• Data provided:

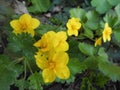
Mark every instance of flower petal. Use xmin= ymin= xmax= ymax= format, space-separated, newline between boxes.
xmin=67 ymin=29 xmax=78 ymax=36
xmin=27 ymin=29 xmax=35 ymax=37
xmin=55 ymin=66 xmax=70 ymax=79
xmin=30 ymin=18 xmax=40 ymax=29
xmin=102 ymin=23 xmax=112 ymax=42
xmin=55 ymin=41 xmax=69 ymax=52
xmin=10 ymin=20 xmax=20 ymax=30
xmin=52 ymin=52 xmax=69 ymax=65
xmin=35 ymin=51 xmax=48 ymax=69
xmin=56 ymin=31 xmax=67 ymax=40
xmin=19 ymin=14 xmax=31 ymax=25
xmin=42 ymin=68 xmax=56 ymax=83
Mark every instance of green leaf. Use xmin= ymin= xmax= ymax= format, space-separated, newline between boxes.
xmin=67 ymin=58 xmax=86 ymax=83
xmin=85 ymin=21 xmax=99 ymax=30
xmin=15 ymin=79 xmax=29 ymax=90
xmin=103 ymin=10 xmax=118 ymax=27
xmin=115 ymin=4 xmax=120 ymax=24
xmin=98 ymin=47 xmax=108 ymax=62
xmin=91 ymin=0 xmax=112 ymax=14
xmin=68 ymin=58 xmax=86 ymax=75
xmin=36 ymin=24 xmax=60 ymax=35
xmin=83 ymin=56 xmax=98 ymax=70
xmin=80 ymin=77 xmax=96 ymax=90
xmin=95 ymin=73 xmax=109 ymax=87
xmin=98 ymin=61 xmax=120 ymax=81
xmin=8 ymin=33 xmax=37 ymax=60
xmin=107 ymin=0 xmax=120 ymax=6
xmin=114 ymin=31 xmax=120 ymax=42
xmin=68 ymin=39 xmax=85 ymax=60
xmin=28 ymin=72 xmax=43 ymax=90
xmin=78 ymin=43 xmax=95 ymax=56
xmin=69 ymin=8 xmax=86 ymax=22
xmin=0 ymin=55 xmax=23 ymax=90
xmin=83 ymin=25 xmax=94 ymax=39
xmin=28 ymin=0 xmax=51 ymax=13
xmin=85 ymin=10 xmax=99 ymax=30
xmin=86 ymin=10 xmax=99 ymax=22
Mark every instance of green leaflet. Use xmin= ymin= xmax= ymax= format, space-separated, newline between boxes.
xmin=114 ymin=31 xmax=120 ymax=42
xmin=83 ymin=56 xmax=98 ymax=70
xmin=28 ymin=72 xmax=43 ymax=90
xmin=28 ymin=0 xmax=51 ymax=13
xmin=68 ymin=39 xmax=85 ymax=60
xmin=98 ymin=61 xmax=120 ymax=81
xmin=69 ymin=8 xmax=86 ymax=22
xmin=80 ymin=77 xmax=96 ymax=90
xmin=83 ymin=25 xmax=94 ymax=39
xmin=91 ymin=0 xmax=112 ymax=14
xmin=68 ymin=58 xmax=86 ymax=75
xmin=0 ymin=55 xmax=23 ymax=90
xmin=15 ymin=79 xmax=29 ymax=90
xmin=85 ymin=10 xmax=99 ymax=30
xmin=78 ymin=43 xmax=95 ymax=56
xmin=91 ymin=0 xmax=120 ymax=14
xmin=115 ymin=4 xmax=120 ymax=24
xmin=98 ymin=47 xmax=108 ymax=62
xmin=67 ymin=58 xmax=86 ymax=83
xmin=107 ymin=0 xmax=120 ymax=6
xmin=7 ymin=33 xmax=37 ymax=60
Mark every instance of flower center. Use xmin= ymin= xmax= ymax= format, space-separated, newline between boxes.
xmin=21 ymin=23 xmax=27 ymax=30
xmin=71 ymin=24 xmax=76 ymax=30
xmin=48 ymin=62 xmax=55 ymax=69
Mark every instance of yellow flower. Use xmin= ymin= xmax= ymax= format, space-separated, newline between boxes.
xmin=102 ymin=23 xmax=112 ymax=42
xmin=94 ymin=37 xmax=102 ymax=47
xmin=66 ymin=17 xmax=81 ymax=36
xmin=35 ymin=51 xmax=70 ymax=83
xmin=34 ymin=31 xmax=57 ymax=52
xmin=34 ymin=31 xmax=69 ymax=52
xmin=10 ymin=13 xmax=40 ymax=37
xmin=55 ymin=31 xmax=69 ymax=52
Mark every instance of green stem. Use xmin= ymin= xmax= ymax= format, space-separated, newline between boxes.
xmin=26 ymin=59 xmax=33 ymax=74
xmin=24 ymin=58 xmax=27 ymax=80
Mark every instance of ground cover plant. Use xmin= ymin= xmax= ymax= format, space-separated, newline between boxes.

• Your objective:
Exactly as they stand, set down all of the entries above, minus every picture.

• Task output:
Mark every instance of flower petal. Use xmin= ymin= xmax= ymax= format, space-separated, newline between boxes.
xmin=67 ymin=29 xmax=78 ymax=36
xmin=27 ymin=29 xmax=35 ymax=37
xmin=55 ymin=66 xmax=70 ymax=79
xmin=30 ymin=18 xmax=40 ymax=29
xmin=102 ymin=23 xmax=112 ymax=42
xmin=55 ymin=41 xmax=69 ymax=52
xmin=10 ymin=20 xmax=20 ymax=30
xmin=52 ymin=52 xmax=69 ymax=65
xmin=35 ymin=51 xmax=48 ymax=69
xmin=56 ymin=31 xmax=67 ymax=40
xmin=19 ymin=14 xmax=31 ymax=25
xmin=42 ymin=68 xmax=56 ymax=83
Mark every instance of green leaf. Use xmin= ymin= xmax= ymax= format, space-separated, newline between boxes.
xmin=67 ymin=58 xmax=86 ymax=83
xmin=85 ymin=21 xmax=99 ymax=30
xmin=15 ymin=79 xmax=29 ymax=90
xmin=103 ymin=10 xmax=118 ymax=27
xmin=115 ymin=4 xmax=120 ymax=24
xmin=98 ymin=47 xmax=108 ymax=62
xmin=91 ymin=0 xmax=112 ymax=14
xmin=68 ymin=58 xmax=86 ymax=75
xmin=36 ymin=24 xmax=60 ymax=35
xmin=83 ymin=56 xmax=98 ymax=70
xmin=80 ymin=77 xmax=96 ymax=90
xmin=95 ymin=73 xmax=109 ymax=87
xmin=98 ymin=61 xmax=120 ymax=81
xmin=8 ymin=33 xmax=37 ymax=60
xmin=107 ymin=0 xmax=120 ymax=6
xmin=114 ymin=31 xmax=120 ymax=42
xmin=68 ymin=39 xmax=85 ymax=60
xmin=28 ymin=72 xmax=43 ymax=90
xmin=78 ymin=43 xmax=95 ymax=56
xmin=69 ymin=8 xmax=86 ymax=22
xmin=0 ymin=55 xmax=23 ymax=90
xmin=83 ymin=25 xmax=94 ymax=39
xmin=28 ymin=0 xmax=51 ymax=13
xmin=85 ymin=10 xmax=99 ymax=30
xmin=86 ymin=10 xmax=99 ymax=22
Mark every instance of green leaflet. Use xmin= ymin= xmax= ymax= format, space-separated, newline between boxes.
xmin=114 ymin=31 xmax=120 ymax=42
xmin=83 ymin=56 xmax=98 ymax=70
xmin=28 ymin=72 xmax=43 ymax=90
xmin=28 ymin=0 xmax=51 ymax=13
xmin=68 ymin=39 xmax=85 ymax=60
xmin=98 ymin=61 xmax=120 ymax=81
xmin=69 ymin=8 xmax=86 ymax=22
xmin=80 ymin=77 xmax=96 ymax=90
xmin=83 ymin=25 xmax=94 ymax=39
xmin=91 ymin=0 xmax=112 ymax=14
xmin=68 ymin=58 xmax=86 ymax=75
xmin=0 ymin=55 xmax=23 ymax=90
xmin=15 ymin=79 xmax=29 ymax=90
xmin=85 ymin=10 xmax=99 ymax=30
xmin=78 ymin=43 xmax=95 ymax=56
xmin=91 ymin=0 xmax=120 ymax=14
xmin=115 ymin=4 xmax=120 ymax=24
xmin=98 ymin=47 xmax=108 ymax=62
xmin=67 ymin=58 xmax=86 ymax=83
xmin=107 ymin=0 xmax=120 ymax=6
xmin=7 ymin=33 xmax=37 ymax=60
Mark every instance of flower center. Use xmin= ymin= xmax= ymax= format, space-separated, newline between boxes.
xmin=21 ymin=23 xmax=27 ymax=30
xmin=71 ymin=24 xmax=76 ymax=30
xmin=48 ymin=62 xmax=55 ymax=69
Mark every instance of yellow flower. Use xmin= ymin= xmax= ymax= format, space-separated, newline between boxes.
xmin=102 ymin=23 xmax=112 ymax=42
xmin=94 ymin=37 xmax=102 ymax=47
xmin=66 ymin=17 xmax=81 ymax=36
xmin=35 ymin=51 xmax=70 ymax=83
xmin=34 ymin=31 xmax=57 ymax=52
xmin=34 ymin=31 xmax=69 ymax=52
xmin=10 ymin=13 xmax=40 ymax=37
xmin=55 ymin=31 xmax=69 ymax=52
Mark every instance of green stem. Use xmin= ymin= xmax= ymax= format, space-separated, newline between boxes.
xmin=26 ymin=59 xmax=33 ymax=74
xmin=24 ymin=58 xmax=27 ymax=80
Mark every instance of ground cover plant. Use xmin= ymin= xmax= ymax= format, space-separated, newline between boxes.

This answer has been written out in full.